DOCUMENT:
Saturday, June 20, 2020

Lars at Midsummer

A friend of mine called me yesterday and we chatted a while on our smartphones. We used a popular Internet-based communication app, one that he introduced me to a few months back.  He has been in South America all during the shutdown, having gone there as part of a recent nomadic phase in his life, after having nobly rid himself of almost all of his possessions last year and converting to remote work. Using this particular app on his smartphone like this cuts down on his phone bill.

My friend is Swedish by birth and nationality. He lived for over thirty years in the U.S., however, and has a green card. I met him nine years ago when we were both working in Boulder at a start-up. He loves Colorado because he is an avid downhill skier, but he wanted to take a break from the U.S. for a while, while his circumstances allowed it. That was before the shutdown hit.

Lately we have talked every couple weeks, usually because he calls me. That in itself is refreshing, since many of my friendships have long depended on my keeping up the contact over the years.

EXERCISE MATERIALS:

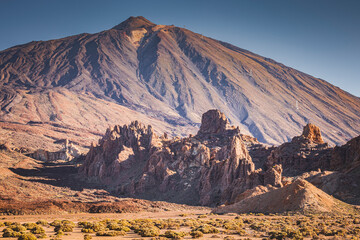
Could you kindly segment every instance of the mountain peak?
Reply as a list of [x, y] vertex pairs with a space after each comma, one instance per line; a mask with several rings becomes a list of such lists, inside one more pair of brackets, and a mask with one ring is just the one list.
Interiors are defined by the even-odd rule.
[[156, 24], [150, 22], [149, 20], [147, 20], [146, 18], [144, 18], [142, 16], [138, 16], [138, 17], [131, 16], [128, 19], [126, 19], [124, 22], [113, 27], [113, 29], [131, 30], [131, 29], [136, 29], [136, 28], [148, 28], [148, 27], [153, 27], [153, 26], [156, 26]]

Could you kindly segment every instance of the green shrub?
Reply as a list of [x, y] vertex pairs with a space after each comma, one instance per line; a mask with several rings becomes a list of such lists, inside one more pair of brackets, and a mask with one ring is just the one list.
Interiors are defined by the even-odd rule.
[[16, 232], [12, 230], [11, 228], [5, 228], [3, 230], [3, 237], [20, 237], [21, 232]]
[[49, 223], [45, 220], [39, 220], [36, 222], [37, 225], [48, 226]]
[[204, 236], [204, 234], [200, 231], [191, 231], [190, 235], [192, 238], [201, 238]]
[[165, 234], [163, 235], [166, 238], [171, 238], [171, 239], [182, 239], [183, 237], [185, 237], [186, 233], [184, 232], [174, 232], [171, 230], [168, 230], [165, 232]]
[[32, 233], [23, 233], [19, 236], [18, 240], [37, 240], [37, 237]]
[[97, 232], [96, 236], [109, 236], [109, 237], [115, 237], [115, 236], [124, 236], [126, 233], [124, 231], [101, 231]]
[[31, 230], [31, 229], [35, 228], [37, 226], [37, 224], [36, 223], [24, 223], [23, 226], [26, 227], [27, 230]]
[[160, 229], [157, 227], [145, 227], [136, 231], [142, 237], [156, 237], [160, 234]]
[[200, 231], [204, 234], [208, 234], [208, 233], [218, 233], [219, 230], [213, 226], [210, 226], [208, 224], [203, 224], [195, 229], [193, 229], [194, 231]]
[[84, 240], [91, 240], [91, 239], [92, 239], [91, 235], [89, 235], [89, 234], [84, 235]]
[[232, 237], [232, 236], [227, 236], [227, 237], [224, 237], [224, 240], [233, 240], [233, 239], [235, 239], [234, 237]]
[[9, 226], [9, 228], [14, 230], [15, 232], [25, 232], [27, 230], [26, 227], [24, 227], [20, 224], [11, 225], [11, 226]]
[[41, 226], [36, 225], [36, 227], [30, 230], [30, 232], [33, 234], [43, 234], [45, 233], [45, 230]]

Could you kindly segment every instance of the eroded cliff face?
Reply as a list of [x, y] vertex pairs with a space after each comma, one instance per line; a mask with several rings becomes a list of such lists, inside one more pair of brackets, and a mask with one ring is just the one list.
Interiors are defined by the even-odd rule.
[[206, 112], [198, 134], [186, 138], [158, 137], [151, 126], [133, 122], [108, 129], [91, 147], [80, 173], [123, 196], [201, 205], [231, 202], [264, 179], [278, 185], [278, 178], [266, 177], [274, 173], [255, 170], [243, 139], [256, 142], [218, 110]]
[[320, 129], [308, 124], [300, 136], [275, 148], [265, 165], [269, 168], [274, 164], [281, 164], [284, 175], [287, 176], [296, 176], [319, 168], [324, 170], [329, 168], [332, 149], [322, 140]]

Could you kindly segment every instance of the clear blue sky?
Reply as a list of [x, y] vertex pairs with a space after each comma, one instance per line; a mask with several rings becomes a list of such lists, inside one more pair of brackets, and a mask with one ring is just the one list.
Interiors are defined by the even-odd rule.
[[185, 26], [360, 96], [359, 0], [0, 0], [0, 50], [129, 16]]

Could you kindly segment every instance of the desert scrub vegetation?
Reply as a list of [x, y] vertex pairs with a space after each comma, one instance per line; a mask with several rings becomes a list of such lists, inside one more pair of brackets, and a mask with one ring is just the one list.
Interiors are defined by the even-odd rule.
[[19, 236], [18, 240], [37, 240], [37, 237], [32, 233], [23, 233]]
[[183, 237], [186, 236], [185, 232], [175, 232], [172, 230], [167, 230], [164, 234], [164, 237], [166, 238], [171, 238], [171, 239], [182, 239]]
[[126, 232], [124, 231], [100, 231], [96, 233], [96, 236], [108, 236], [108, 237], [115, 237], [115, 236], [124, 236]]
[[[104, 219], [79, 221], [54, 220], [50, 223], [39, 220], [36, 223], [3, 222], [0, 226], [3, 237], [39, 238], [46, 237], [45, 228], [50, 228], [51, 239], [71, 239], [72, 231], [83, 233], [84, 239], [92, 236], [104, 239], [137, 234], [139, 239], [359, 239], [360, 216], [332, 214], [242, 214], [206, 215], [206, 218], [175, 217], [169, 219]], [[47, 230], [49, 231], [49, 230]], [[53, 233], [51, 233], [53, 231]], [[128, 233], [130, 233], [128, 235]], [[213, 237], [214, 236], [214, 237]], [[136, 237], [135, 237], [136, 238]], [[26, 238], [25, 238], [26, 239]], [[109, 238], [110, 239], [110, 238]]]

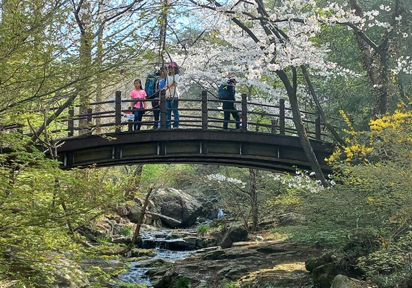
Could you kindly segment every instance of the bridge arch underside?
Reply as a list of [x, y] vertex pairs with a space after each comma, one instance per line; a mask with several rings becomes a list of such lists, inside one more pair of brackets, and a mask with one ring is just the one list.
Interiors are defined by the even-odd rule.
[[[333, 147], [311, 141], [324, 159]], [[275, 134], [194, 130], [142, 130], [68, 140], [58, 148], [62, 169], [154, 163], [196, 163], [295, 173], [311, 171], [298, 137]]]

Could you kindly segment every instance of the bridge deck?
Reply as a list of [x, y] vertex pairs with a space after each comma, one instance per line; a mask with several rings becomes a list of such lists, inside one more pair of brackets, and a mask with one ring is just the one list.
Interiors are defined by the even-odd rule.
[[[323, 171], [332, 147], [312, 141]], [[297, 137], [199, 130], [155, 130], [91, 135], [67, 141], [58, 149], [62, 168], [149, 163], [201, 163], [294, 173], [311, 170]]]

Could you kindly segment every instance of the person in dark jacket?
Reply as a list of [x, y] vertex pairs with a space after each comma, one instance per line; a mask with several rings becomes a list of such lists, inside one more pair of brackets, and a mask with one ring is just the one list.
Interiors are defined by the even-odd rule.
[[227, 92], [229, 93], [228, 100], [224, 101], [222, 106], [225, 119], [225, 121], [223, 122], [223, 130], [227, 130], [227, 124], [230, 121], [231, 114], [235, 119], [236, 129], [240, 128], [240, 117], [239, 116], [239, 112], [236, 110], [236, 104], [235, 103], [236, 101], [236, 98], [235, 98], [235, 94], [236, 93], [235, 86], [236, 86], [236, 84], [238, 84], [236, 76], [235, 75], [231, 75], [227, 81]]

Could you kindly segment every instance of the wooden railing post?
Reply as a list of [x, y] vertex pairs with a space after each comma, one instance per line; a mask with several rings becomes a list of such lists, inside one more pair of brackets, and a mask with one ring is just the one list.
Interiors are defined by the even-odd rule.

TASK REQUIREMENTS:
a – According to the Midsummer post, where did the writer first meet the Swedish friend?
b – Copy the records again, everything from the line containing "Could you kindly segment every instance of the desert" down to the line containing "233], [23, 233]]", with both of those lines included. Keep the requests unchanged, but multiply every coordinate in the answers by 0.65 and round each result to a whole number, rounding halves up.

ANSWER LIST:
a – In Boulder, where they were both working at a start-up.

b –
Could you kindly segment every instance of the desert scrub vegetation?
Reply as a list of [x, y] vertex pairs with a space after each comma, one instance per line; a mask with several rings becomes a list of such lists, inside one more pair of brackets, and a mask with one ring is just the one list.
Interiors are defined by the even-odd rule.
[[12, 153], [12, 156], [24, 156], [24, 154], [21, 151], [15, 151]]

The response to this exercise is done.